--- Problem statement ---
Count the lines in the data below that contain the string "cliff", with uppercase and lowercase letters treated as distinct. Give only the number.

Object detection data
________________________________________
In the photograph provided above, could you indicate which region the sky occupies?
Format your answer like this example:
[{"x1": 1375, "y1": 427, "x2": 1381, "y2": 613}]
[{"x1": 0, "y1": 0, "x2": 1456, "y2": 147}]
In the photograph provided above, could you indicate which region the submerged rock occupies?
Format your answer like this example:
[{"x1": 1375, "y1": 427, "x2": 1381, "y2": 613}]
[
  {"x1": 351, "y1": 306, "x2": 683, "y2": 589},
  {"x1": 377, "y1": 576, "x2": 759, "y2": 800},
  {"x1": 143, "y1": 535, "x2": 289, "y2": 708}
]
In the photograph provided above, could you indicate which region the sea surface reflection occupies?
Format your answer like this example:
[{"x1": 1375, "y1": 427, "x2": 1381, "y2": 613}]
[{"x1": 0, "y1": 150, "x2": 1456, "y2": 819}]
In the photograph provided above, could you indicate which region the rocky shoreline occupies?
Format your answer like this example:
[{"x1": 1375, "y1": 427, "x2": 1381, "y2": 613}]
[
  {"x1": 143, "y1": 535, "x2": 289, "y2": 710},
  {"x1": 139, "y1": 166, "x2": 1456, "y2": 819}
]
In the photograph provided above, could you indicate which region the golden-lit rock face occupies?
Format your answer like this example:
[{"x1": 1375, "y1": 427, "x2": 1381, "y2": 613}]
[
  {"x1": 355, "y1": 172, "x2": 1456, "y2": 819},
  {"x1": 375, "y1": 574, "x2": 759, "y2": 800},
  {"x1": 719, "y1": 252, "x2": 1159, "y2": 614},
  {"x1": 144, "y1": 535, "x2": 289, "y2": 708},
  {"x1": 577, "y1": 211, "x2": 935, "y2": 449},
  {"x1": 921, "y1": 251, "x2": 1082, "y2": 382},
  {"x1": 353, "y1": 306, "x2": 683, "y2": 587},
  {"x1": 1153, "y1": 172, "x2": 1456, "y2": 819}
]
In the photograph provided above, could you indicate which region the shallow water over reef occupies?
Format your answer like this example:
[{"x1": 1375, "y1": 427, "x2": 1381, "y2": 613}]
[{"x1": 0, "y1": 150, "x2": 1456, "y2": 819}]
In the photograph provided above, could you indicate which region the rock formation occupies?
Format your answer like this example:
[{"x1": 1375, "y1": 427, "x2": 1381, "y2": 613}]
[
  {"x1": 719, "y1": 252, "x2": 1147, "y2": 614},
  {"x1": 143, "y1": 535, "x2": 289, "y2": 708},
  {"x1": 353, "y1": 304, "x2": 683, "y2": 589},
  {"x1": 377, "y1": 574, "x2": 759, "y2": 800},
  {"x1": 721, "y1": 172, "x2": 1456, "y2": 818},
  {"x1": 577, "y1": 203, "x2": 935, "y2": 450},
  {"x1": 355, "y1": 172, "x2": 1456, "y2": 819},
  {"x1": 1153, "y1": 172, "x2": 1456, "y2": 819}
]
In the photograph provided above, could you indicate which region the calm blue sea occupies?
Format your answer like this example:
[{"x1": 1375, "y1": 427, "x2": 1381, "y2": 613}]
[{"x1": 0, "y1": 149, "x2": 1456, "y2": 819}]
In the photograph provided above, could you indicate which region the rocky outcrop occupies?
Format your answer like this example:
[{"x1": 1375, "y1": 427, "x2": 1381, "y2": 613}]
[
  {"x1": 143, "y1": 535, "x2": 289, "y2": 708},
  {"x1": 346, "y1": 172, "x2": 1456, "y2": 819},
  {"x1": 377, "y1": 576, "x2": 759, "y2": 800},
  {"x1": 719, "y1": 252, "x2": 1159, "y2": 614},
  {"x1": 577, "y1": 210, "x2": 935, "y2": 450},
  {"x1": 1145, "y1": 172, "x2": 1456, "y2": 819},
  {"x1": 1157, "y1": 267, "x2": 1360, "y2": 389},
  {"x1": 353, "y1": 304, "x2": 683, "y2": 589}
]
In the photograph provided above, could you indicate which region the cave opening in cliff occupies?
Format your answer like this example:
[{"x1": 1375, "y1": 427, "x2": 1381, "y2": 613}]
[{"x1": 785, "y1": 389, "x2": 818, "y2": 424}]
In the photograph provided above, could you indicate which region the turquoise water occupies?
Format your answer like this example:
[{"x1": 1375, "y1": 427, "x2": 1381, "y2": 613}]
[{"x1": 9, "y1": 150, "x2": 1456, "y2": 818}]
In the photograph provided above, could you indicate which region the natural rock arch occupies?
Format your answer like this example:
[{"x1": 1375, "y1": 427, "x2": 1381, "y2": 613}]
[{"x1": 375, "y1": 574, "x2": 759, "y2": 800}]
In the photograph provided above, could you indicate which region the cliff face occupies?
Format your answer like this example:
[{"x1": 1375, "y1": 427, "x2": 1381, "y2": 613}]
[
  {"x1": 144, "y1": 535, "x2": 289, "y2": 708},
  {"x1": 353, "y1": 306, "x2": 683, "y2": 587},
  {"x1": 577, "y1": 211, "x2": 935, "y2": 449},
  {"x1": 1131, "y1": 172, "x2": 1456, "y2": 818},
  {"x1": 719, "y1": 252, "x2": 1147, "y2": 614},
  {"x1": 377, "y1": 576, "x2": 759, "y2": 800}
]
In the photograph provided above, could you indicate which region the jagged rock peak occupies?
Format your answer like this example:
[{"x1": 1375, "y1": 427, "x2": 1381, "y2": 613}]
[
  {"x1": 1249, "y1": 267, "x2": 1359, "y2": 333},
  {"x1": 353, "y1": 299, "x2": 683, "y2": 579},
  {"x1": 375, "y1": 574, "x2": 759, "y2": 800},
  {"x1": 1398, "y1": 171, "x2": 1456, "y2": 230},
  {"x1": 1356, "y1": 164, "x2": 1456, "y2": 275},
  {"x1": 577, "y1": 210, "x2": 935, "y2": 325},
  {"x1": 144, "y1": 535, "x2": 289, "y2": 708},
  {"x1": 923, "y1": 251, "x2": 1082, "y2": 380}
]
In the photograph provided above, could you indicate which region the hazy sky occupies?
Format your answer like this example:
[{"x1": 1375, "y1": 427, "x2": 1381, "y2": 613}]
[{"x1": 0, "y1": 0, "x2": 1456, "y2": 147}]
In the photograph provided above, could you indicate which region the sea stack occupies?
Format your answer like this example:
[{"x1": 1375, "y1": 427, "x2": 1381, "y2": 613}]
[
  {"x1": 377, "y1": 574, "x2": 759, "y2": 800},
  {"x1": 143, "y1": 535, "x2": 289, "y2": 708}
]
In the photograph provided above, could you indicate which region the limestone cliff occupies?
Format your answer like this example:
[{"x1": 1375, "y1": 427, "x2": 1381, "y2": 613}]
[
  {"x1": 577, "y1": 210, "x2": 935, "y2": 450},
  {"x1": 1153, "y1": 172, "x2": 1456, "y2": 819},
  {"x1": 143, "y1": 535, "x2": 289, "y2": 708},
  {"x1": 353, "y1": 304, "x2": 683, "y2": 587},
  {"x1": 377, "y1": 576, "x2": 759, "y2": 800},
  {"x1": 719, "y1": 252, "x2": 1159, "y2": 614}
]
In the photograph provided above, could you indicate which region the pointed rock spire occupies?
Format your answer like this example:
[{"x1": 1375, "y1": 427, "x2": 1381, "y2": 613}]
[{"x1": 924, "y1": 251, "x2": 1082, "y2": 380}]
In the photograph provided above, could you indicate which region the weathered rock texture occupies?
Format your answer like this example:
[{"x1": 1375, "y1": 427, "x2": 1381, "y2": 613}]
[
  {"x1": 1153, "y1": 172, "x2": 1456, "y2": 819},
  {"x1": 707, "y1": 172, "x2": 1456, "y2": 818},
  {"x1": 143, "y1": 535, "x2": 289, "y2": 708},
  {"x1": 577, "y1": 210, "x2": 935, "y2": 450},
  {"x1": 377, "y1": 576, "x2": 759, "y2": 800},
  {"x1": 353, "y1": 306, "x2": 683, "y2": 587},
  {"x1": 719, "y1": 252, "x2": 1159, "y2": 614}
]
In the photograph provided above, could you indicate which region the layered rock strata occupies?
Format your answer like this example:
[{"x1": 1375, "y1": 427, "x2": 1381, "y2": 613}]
________________________________________
--- Answer in full ---
3